* [REQUIRED TASK]: Please say, based on the clam chowder text below, how New England clam chowder is described.

* [SELECTED EXCERPT]:

────────────────────────────────────────

Q: How do you make award-winning clam chowder?

A: First, you click your ruby slippers together three times and say to yourself, “I’m from New England, not Manhattan.” If you can’t get past that, there’s no point in continuing.


"New England" Clam Chowder

Eva:         Do you like clam chowder? I need to make it for the blog.
Andrea:   I like it.  I think Brad would like it if you made it.  We’re in.
Eva:         Just so you’re forewarned: I’m making the New England clam chowder, not the Manhattan.
Andrea:  What’s the difference?
Eva:         New England clam chowder is the white kind.  It’s creamy.
Andrea:  There’s another kind?
Eva:        Yes, with tomatoes.  No cream.
Andrea:  Huh, I’ve never heard of that.
Eva:        Manhattan is healthier.
AndreaWhatever. It’s like chocolate.  What’s wrong with you?
Eva:        You know I’m blogging about this conversation verbatim, don’t you?

────────────────────────────────────────

Records in a dataset:
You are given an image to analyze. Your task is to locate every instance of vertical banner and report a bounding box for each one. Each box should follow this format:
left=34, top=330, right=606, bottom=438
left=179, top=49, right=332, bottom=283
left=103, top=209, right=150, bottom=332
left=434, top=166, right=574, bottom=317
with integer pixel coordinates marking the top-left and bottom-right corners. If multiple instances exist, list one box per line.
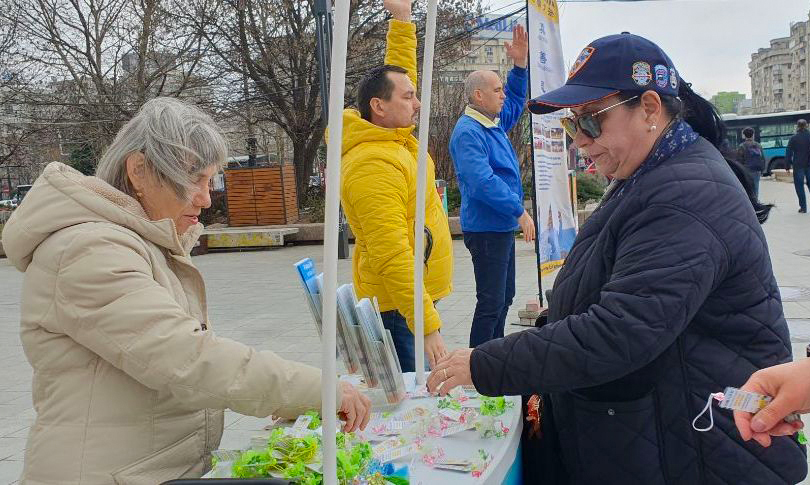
left=527, top=0, right=577, bottom=276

────────────────────────────────────────

* [CORRECT ANSWER]: It is the white kind, and it is creamy.